• [Testo di studio]
....
Ottima iniziativa, soprattutto per i maniaci delle scadenze.
Per quelli “meno giovani” come me, ricorderanno che una volta le date di scadenza non c’erano…
Se il latte andava a male (irrancidiva), mia mamma lo bolliva e ci faceva una mini ricotta.
Se un pezzo di formaggio faceva la muffa, la si grattava via e si consumava il restante e così via.
Ancora oggi mi comporto così, nel mio bidone non ci finisce mai alcun alimento (o rarissimamanete, quando proprio non è più recuperabile in alcun modo).
Purtroppo la questione è più complicata di quanto sembra.
Proviamo a spiegarla nel modo più semplice possibile senza trascurare i principi di base.
Le scadenze sono spesso indicate per legge, come per il latte, lo yogurt, il pane fresco, …
Tali limiti sono da considerarsi invalicabili per le condizioni generali che devono garantire, ma potrebbero essere tranquillamente superate in specifiche e garantite condizioni. Il latte pastorizzato, se con carica microbica iniziale bassa, diciamo un millesimo dei limiti legali, trattamento di bonifica adeguato e correttamente controllato, confezionamento in asettico validato e verificato, conservazione a non più di 4 °C potrebbe durare molto di più dei giorni previsti per legge, forse anche il doppio o fino all’inevitabile acidificazione che lo fa cagliare e rendere inadatto al consumo per quello per cui sarebbe destinato.
....
• [Materiale fornito]
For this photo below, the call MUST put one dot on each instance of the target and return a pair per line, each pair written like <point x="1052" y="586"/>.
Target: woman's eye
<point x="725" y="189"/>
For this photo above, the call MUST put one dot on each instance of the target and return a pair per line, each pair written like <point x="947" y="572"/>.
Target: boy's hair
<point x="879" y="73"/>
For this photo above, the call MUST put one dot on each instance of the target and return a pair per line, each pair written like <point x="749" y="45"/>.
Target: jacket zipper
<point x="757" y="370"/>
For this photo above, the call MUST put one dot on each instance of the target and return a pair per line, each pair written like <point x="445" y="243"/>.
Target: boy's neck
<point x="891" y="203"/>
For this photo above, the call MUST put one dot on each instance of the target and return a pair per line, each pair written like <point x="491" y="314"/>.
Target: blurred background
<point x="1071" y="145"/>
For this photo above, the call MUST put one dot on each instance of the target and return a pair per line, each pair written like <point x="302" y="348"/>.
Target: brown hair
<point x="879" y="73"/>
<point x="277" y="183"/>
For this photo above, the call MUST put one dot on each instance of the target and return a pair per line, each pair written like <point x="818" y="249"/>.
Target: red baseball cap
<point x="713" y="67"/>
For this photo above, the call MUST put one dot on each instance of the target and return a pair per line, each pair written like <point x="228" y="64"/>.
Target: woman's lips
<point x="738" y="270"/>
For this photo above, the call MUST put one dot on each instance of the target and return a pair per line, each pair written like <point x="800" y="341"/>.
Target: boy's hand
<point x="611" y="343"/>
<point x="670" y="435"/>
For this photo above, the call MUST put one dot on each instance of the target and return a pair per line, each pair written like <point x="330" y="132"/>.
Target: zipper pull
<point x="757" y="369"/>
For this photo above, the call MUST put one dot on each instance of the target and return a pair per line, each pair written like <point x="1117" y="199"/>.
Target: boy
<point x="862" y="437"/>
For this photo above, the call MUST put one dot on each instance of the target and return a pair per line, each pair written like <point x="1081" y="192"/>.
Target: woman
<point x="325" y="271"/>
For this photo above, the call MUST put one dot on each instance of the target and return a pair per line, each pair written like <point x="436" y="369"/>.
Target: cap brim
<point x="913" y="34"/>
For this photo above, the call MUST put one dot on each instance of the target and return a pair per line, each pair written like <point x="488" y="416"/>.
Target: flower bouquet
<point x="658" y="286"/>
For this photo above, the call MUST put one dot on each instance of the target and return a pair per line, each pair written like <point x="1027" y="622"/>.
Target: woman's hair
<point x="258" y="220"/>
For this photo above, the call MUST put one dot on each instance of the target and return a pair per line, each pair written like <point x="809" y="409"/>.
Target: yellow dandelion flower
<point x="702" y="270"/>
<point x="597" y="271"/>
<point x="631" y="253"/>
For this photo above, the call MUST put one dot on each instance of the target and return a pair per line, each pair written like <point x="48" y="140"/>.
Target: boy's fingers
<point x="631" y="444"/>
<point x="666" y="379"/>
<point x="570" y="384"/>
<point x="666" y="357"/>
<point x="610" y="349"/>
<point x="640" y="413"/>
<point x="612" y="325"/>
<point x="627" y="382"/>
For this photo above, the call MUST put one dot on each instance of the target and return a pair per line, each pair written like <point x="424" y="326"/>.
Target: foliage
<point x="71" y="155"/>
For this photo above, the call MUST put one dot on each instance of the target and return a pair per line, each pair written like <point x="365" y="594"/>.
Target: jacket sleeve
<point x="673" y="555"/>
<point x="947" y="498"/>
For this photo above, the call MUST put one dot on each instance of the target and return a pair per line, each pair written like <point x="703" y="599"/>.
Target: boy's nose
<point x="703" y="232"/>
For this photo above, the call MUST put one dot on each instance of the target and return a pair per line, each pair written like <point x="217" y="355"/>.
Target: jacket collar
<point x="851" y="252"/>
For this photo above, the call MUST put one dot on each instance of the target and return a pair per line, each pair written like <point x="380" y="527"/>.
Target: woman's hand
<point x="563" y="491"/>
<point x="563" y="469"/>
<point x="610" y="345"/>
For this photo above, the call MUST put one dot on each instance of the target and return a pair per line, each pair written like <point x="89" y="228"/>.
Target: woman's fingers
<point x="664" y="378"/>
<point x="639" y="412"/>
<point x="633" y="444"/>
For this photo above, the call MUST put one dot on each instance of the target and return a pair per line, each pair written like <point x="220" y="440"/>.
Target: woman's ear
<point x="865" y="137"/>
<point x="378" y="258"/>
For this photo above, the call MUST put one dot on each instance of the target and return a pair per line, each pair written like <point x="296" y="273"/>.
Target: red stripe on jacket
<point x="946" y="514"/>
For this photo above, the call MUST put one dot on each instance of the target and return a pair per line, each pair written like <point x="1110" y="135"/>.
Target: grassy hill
....
• [Requisiti dell'esercizio] Trascrivi fedelmente il passo del testo sulle scadenze degli alimenti, partendo da "Ottima iniziativa, soprattutto" e terminando con "e così via.".

• [Risultato dell'esercizio]
Ottima iniziativa, soprattutto per i maniaci delle scadenze.
Per quelli “meno giovani” come me, ricorderanno che una volta le date di scadenza non c’erano…
Se il latte andava a male (irrancidiva), mia mamma lo bolliva e ci faceva una mini ricotta.
Se un pezzo di formaggio faceva la muffa, la si grattava via e si consumava il restante e così via.